§ **Dataset rows**

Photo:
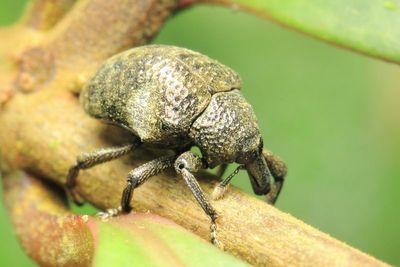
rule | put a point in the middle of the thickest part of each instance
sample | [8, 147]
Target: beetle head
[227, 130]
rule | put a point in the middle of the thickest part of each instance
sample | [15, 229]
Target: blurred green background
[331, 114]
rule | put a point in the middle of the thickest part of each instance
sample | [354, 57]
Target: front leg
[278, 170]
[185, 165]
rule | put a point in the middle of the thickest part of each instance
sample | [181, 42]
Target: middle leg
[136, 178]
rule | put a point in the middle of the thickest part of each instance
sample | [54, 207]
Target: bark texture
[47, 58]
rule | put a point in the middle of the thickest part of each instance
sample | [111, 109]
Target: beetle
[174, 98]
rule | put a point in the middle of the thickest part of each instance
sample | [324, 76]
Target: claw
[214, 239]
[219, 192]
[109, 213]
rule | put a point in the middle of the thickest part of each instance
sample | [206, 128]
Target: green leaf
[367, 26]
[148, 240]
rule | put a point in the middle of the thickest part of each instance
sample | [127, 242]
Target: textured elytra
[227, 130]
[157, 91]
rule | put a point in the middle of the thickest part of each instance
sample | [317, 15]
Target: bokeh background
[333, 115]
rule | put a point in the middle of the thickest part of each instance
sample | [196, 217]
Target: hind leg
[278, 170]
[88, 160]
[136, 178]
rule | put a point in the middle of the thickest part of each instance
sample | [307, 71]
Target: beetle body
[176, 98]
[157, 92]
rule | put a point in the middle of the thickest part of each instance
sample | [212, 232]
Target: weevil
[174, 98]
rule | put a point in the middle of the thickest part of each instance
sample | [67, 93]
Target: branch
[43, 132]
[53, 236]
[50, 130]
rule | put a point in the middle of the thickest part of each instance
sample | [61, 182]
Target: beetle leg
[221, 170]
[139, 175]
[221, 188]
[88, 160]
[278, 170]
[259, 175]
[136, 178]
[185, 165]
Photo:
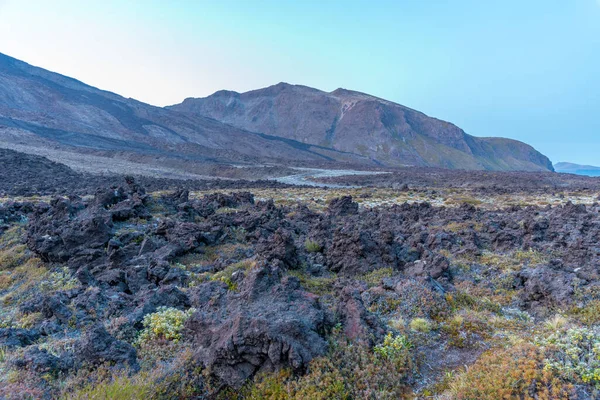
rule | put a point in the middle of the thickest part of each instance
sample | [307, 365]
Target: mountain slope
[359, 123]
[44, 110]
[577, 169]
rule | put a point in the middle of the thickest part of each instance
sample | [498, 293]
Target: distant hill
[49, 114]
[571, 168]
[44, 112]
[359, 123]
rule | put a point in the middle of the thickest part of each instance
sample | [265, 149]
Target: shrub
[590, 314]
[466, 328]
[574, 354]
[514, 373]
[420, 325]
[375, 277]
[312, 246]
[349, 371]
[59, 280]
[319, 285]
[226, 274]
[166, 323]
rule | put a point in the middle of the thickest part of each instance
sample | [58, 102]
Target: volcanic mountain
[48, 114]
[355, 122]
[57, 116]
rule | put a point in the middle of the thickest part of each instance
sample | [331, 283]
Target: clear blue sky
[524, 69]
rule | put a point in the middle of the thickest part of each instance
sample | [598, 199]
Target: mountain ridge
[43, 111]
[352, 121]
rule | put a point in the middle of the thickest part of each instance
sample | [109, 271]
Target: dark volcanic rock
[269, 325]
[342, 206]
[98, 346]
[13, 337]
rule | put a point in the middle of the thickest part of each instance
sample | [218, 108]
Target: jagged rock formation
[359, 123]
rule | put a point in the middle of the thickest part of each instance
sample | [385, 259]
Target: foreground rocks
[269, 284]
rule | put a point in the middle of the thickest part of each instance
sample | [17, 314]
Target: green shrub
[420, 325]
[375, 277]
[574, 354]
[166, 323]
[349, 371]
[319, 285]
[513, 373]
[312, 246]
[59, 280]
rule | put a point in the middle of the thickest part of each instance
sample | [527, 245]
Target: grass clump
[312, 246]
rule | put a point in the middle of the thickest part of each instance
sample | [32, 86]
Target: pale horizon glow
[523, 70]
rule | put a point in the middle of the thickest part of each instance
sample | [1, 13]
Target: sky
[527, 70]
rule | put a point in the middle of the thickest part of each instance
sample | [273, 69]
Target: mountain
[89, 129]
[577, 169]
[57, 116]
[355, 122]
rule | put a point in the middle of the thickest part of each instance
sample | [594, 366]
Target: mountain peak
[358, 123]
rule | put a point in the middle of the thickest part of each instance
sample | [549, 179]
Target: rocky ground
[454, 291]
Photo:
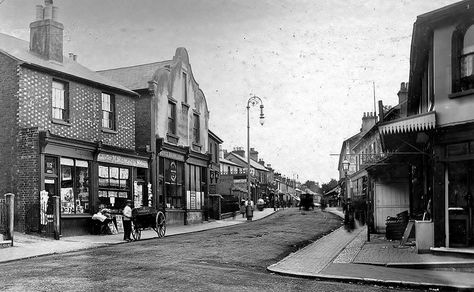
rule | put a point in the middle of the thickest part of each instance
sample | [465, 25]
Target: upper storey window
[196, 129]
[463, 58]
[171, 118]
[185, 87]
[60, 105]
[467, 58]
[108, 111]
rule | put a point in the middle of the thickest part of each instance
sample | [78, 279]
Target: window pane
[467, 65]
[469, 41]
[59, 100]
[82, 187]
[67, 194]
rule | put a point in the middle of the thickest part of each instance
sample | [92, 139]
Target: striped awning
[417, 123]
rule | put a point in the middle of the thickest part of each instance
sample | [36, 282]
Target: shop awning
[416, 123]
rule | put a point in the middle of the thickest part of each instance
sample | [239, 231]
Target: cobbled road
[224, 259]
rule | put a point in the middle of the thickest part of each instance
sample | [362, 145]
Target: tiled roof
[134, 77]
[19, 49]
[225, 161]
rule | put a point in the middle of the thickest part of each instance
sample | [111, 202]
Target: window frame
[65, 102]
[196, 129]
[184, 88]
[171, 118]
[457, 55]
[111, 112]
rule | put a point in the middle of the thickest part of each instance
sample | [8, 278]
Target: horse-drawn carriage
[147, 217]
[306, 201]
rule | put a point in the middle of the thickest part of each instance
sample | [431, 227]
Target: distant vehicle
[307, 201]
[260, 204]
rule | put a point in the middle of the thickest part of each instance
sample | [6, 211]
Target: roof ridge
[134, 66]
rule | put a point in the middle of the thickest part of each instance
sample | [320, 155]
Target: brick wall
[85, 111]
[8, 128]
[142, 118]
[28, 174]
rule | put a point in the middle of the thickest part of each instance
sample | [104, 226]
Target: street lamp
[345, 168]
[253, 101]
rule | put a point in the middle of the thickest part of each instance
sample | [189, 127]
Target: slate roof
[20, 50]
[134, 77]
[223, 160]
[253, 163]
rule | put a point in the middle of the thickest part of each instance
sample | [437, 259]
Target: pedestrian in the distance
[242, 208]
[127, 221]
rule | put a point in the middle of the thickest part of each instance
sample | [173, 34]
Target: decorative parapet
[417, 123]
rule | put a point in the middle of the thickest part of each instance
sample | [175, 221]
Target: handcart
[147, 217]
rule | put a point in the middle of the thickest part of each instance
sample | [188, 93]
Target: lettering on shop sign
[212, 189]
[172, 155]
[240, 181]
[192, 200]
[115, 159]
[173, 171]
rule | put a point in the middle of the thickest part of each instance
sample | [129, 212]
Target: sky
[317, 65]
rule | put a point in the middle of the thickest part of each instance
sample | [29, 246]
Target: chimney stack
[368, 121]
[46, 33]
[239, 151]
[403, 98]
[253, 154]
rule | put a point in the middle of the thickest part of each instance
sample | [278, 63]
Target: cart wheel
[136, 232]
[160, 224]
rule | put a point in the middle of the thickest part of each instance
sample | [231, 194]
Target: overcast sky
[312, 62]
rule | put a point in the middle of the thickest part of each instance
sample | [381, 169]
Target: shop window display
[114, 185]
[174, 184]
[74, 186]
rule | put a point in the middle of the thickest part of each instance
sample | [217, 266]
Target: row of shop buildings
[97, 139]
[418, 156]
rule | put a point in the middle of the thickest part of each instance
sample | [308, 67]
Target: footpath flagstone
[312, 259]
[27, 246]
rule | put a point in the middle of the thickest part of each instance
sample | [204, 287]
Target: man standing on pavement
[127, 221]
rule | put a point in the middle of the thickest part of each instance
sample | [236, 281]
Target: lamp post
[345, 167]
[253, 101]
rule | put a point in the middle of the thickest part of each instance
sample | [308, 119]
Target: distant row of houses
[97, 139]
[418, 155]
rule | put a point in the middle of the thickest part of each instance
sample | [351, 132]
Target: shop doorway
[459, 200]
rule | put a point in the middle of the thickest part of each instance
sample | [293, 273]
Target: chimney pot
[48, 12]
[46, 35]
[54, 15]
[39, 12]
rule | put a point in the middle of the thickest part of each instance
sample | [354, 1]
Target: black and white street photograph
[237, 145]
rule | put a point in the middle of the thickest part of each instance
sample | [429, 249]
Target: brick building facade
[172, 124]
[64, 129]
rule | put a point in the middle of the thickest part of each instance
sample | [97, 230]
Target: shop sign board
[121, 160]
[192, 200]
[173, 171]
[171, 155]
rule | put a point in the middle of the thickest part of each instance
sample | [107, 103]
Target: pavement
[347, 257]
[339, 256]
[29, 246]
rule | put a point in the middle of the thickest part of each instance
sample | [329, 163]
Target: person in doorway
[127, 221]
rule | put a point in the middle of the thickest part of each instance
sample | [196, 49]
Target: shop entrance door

§ **Goal of the exercise**
Gather every line of the material above that contains the word "roof", copying each line in full. Treat case as significant.

§ **Finished exercise**
Target: tiled roof
Target: roof ridge
Target: slate roof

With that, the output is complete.